— Start —
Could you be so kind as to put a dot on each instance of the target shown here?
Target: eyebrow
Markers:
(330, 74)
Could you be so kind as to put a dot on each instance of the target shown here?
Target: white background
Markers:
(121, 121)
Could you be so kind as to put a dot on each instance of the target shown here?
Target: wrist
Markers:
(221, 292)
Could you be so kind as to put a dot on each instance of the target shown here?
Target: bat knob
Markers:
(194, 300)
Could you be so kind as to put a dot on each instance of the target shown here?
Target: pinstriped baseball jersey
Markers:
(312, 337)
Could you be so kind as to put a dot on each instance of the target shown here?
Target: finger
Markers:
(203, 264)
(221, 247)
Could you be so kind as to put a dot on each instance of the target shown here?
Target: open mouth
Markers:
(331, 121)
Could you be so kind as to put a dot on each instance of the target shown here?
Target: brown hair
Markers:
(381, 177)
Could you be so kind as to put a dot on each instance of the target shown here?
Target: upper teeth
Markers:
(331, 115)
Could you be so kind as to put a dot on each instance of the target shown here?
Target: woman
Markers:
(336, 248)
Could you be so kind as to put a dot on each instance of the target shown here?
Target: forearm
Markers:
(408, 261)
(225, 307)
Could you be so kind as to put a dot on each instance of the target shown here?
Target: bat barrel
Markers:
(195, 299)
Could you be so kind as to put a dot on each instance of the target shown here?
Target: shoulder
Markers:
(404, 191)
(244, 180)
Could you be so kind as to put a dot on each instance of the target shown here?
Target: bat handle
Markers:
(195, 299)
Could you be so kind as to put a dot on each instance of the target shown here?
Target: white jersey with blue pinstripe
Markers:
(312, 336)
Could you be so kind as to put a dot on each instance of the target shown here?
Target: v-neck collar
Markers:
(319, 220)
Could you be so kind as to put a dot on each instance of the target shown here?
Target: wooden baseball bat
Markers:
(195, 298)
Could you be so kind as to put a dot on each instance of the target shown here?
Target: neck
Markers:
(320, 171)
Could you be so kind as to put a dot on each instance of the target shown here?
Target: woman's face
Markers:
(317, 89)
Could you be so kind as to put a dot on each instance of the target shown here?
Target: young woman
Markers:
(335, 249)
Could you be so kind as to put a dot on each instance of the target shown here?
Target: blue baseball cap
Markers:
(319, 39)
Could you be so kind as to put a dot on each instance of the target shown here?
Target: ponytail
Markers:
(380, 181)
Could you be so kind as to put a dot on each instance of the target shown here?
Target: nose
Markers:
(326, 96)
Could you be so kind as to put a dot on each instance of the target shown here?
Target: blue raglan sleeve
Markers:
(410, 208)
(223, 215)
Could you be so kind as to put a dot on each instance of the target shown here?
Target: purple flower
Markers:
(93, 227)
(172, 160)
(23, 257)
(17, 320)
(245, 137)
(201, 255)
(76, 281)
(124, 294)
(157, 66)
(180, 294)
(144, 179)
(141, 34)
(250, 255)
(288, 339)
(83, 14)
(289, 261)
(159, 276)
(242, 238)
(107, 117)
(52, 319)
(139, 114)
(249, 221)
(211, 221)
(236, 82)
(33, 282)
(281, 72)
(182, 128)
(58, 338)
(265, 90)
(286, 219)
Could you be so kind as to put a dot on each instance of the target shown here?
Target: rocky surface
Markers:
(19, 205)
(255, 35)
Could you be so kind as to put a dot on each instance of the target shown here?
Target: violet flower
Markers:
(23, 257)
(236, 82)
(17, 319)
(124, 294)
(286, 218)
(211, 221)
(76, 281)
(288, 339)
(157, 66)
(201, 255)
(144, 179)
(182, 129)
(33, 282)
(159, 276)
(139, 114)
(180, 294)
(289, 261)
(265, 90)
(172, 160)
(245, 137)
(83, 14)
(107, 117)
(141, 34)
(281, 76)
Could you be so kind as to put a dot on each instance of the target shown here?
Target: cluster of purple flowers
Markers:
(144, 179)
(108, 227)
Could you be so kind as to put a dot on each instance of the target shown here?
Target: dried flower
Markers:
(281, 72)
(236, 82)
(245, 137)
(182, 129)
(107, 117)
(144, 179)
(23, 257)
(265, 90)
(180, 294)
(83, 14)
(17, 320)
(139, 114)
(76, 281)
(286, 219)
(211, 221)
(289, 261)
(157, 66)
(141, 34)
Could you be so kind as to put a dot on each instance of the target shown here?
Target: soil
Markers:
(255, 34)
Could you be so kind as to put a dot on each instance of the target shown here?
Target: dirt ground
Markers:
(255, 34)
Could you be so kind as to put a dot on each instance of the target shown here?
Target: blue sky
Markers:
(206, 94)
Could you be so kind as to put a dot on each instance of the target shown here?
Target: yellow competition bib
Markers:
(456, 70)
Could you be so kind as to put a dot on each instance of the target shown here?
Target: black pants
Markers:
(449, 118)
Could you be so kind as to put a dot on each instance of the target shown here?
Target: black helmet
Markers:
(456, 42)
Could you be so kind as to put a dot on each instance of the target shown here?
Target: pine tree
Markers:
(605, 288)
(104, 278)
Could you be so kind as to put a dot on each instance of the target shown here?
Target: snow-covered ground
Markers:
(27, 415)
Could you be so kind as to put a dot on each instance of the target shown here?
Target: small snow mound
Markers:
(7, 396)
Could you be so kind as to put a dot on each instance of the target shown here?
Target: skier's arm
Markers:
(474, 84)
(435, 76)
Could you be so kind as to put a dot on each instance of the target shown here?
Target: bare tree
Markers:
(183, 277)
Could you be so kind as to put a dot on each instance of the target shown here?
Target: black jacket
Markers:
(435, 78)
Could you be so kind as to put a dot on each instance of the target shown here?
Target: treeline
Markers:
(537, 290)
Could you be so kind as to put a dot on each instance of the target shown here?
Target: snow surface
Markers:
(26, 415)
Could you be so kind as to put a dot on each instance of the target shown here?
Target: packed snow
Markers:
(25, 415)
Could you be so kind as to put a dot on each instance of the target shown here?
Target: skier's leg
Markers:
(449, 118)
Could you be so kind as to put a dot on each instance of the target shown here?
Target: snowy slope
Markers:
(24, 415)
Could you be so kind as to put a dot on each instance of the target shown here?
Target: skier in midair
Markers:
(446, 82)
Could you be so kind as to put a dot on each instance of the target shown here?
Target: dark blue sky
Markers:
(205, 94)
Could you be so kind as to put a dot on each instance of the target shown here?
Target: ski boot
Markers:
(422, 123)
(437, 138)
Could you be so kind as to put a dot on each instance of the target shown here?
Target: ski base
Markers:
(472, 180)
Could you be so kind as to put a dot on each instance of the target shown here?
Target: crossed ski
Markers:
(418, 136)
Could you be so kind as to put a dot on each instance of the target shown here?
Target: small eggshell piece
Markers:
— End —
Exercise aim: Output every line above without altering anything.

The result:
Could you be so kind as to put a dot on each instance of the target shown here?
Target: eyebrow
Markers:
(330, 74)
Could you be so kind as to put a dot on each instance of the target shown here?
Target: white background
Markers:
(121, 121)
Could you be so kind as to put a dot on each instance of the target shown here?
Target: wrist
Markers:
(221, 292)
Could you be so kind as to put a dot on each instance of the target shown here?
Target: bat knob
Markers:
(194, 300)
Could you be so kind as to put a dot on each instance of the target shown here?
Target: pinstriped baseball jersey
Markers:
(312, 337)
Could you be so kind as to put a dot on each instance of the target shown here?
Target: finger
Markers:
(203, 264)
(221, 247)
Could you be so kind as to put a dot on each instance of the target shown here?
Target: open mouth
Markers:
(331, 121)
Could you be so kind as to put a dot on each instance of the target shown here?
Target: brown hair
Markers:
(381, 177)
Could you be so kind as to put a dot on each instance of the target shown here?
Target: upper teeth
Markers:
(331, 115)
Could you be so kind as to put a dot on each instance of the target shown here?
Target: woman
Markers:
(336, 248)
Could you be so kind as to put a dot on each instance of the target shown here?
Target: forearm
Markers:
(408, 261)
(225, 307)
Could you be so kind as to put a dot on each instance of the target shown here?
Target: bat barrel
Markers:
(195, 299)
Could you be so kind as to put a dot on each instance of the target shown here?
Target: shoulder
Markers:
(404, 191)
(244, 180)
Could you be so kind as to put a dot on each instance of the target shown here?
Target: bat handle
Markers:
(195, 299)
Could you be so kind as to put a dot on each instance of the target shown here?
Target: white jersey with blue pinstripe
Markers:
(312, 336)
Could you be so kind as to put a dot on each instance of the target shown here?
Target: v-neck collar
Markers:
(319, 220)
Could you be so kind as to put a dot on each instance of the target shown here?
Target: wooden baseball bat
Markers:
(195, 298)
Could you be so kind as to put a dot on each instance of the target shown here?
Target: neck
Markers:
(320, 171)
Could you be so kind as to put a dot on each instance of the target shown here?
Target: woman's face
Markers:
(317, 89)
Could you be so kind as to put a dot on each instance of the target shown here?
Target: young woman
Markers:
(335, 249)
Could you be so kind as to put a dot on each instance of the target shown here?
Target: blue baseball cap
Markers:
(319, 39)
Could you be so kind as to put a dot on each instance of the target shown here?
Target: ponytail
Markers:
(380, 181)
Could you be so kind as to put a dot on each instance of the target shown here?
Target: nose
Markers:
(326, 96)
Could you be so kind as to put a dot on each instance of the target shown here?
Target: blue raglan sleeve
Markers:
(410, 208)
(223, 215)
Could you be so kind as to put a dot on each instance of the target shown here?
Target: purple flower
Markers:
(93, 227)
(172, 160)
(23, 257)
(17, 320)
(245, 137)
(201, 255)
(76, 281)
(124, 294)
(157, 66)
(180, 294)
(144, 179)
(141, 34)
(250, 255)
(288, 339)
(83, 14)
(289, 261)
(159, 276)
(242, 238)
(107, 117)
(52, 319)
(139, 114)
(249, 221)
(211, 221)
(236, 82)
(33, 282)
(281, 72)
(182, 128)
(58, 338)
(265, 90)
(286, 219)
Could you be so kind as to put a dot on each instance of the target shown here?
Target: rocky surface
Markers:
(19, 205)
(255, 35)
Could you be so kind as to put a dot on each instance of the target shown here?
Target: violet flower
Markers:
(23, 257)
(236, 82)
(17, 319)
(124, 294)
(286, 218)
(211, 221)
(76, 281)
(288, 339)
(157, 66)
(201, 255)
(144, 179)
(182, 129)
(33, 282)
(159, 276)
(139, 114)
(180, 294)
(289, 261)
(265, 90)
(172, 160)
(245, 137)
(83, 14)
(107, 117)
(141, 34)
(281, 76)
Could you be so kind as to put a dot on each instance of the target shown here?
Target: cluster of purple flowers
Markers:
(144, 179)
(108, 227)
Could you be so kind as to put a dot on each instance of the target shown here?
Target: dried flower
Markers:
(281, 72)
(236, 82)
(245, 137)
(182, 129)
(107, 117)
(144, 179)
(23, 257)
(265, 90)
(180, 294)
(83, 14)
(17, 320)
(139, 114)
(76, 281)
(286, 219)
(211, 221)
(289, 261)
(157, 66)
(141, 34)
Could you be so kind as to put a dot on each instance of the target shown here?
Target: soil
Markers:
(255, 34)
Could you be so kind as to put a dot on each instance of the target shown here?
Target: dirt ground
Markers:
(255, 34)
Could you be so kind as to put a dot on each instance of the target shown here?
Target: blue sky
Markers:
(206, 94)
Could you be so kind as to put a dot on each instance of the target shown here?
Target: yellow competition bib
Markers:
(456, 70)
Could you be so kind as to put a dot on each instance of the target shown here?
Target: black pants
Markers:
(449, 118)
Could you be so kind as to put a dot on each instance of the target shown here?
Target: black helmet
Markers:
(456, 42)
Could you be so kind as to put a dot on each instance of the target shown here?
Target: pine tree
Markers:
(605, 288)
(104, 278)
Could you be so kind as to put a dot on each instance of the target shown here?
Target: snow-covered ground
Markers:
(27, 415)
Could you be so kind as to put a dot on each instance of the target shown here?
Target: small snow mound
Markers:
(7, 396)
Could you be so kind as to put a dot on each instance of the target shown here?
Target: skier's arm
Markers:
(474, 84)
(435, 76)
Could you be so kind as to put a dot on each instance of the target shown here?
Target: bare tree
Markers:
(183, 277)
Could you be so kind as to put a dot on each instance of the target shown here?
Target: black jacket
Markers:
(435, 78)
Could you be so kind as to put a dot on each instance of the target shown here?
Target: treeline
Markers:
(537, 290)
Could you be so kind as to put a dot on each instance of the target shown here?
Target: snow surface
Markers:
(26, 415)
Could you be so kind as to put a dot on each instance of the target shown here?
Target: packed snow
Markers:
(25, 415)
Could you be so kind as to put a dot on each instance of the target shown here?
Target: skier's leg
Markers:
(449, 118)
Could you be so kind as to put a dot on each instance of the target shown here?
Target: snowy slope
Markers:
(24, 415)
Could you be so kind as to put a dot on each instance of the target shown here?
Target: skier in midair
Markers:
(446, 82)
Could you be so kind as to put a dot on each instance of the target shown here?
Target: dark blue sky
Markers:
(205, 94)
Could you be so kind as to put a dot on each instance of the target shown here?
Target: ski boot
Markers:
(422, 123)
(437, 138)
Could you be so kind as to put a dot on each instance of the target shown here?
Target: ski base
Markers:
(472, 180)
Could you be so kind as to put a dot on each instance of the target shown here?
Target: crossed ski
Markers:
(418, 136)
Could you be so kind as to put a dot on each instance of the target shown here?
Target: small eggshell piece
Markers:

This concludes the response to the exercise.